Directions:
Every line of the listing below needs to be reproduced exactly.

Given records:
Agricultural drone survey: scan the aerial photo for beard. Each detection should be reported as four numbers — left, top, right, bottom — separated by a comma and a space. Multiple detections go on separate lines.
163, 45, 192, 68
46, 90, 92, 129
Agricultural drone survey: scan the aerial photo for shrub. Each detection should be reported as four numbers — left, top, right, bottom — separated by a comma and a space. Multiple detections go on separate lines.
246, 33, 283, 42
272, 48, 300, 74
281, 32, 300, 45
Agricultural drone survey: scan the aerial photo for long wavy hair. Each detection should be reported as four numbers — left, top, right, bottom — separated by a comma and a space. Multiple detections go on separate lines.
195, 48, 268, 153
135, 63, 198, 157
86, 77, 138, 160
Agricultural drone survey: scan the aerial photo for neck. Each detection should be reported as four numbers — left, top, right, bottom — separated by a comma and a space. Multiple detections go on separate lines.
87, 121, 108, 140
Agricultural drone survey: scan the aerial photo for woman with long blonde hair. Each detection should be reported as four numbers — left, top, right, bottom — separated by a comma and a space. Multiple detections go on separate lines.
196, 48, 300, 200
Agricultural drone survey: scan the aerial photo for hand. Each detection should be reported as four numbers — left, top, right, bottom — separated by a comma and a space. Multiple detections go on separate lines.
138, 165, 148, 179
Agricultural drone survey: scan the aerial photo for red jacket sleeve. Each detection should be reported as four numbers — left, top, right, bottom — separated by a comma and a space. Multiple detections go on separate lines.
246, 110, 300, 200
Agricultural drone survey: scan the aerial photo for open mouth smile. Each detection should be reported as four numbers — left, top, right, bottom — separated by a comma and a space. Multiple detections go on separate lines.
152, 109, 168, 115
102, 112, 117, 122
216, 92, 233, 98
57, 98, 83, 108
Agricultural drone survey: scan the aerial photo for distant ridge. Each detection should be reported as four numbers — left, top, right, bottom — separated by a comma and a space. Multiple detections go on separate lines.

Response:
Agricultural drone survey: scan the aerial photo for beard. Each detection should be reported as four numbers — left, top, right, bottom — separated by a comma and a space. Multiple detections go on separate lines.
163, 45, 192, 68
46, 90, 92, 129
Agricultural drone survey: scan the aerial photo for shrub. Each detection should be reported as four numbers — left, top, right, bottom — separated by a comma and a space. Multiple detections go on separate lines.
246, 33, 283, 42
272, 48, 300, 74
281, 32, 300, 45
Agricultural drone survey: scan the aerial photo for long wavy hair. Each detection should be reported as four numbers — left, top, right, bottom — separated by a comma and a space. Multiple detections go on separate lines.
195, 48, 268, 153
135, 63, 198, 157
86, 77, 138, 160
Agricultural drone survey: scan the aerial photo for neck. Each detection should be reported as four numbers — left, top, right, bottom — separated by a comma and a space. Multiple detections go on separate lines.
87, 121, 108, 140
Agricultural drone survey: scan the aerial photo for woman with long blonde hair. Each detection should be reported as four numbers — left, top, right, bottom — separated by a comma and a space. Multiple detections go on separate lines.
196, 48, 300, 200
Agricultural drone survey: scan the aerial photo for hand. Each detection should be reported as four numbers — left, top, right, bottom — separated by a comma and a space. Multiple detections go on separate lines.
138, 165, 148, 179
Agricultural drone survey: scan the aerial photo for red jacket sleeve. Each detection should be reported as four numbers — left, top, right, bottom — separated by a comma and a space. Multiple detections go on separate lines.
246, 110, 300, 200
Agricultural drone survey: scan the aerial photo for open mouth smile. Each detection should be reported as four numbers — left, top, right, bottom — separated by a comma and a space. Multiple detections go on separate lines.
152, 109, 168, 115
102, 112, 117, 122
216, 92, 233, 98
57, 98, 83, 108
Agricultural drone survey: scan the aerial photo for distant ridge. Each detection should be reported as four numbers — left, top, right, bottom — separated by a comma and a space. Multiple detections go on separate lines.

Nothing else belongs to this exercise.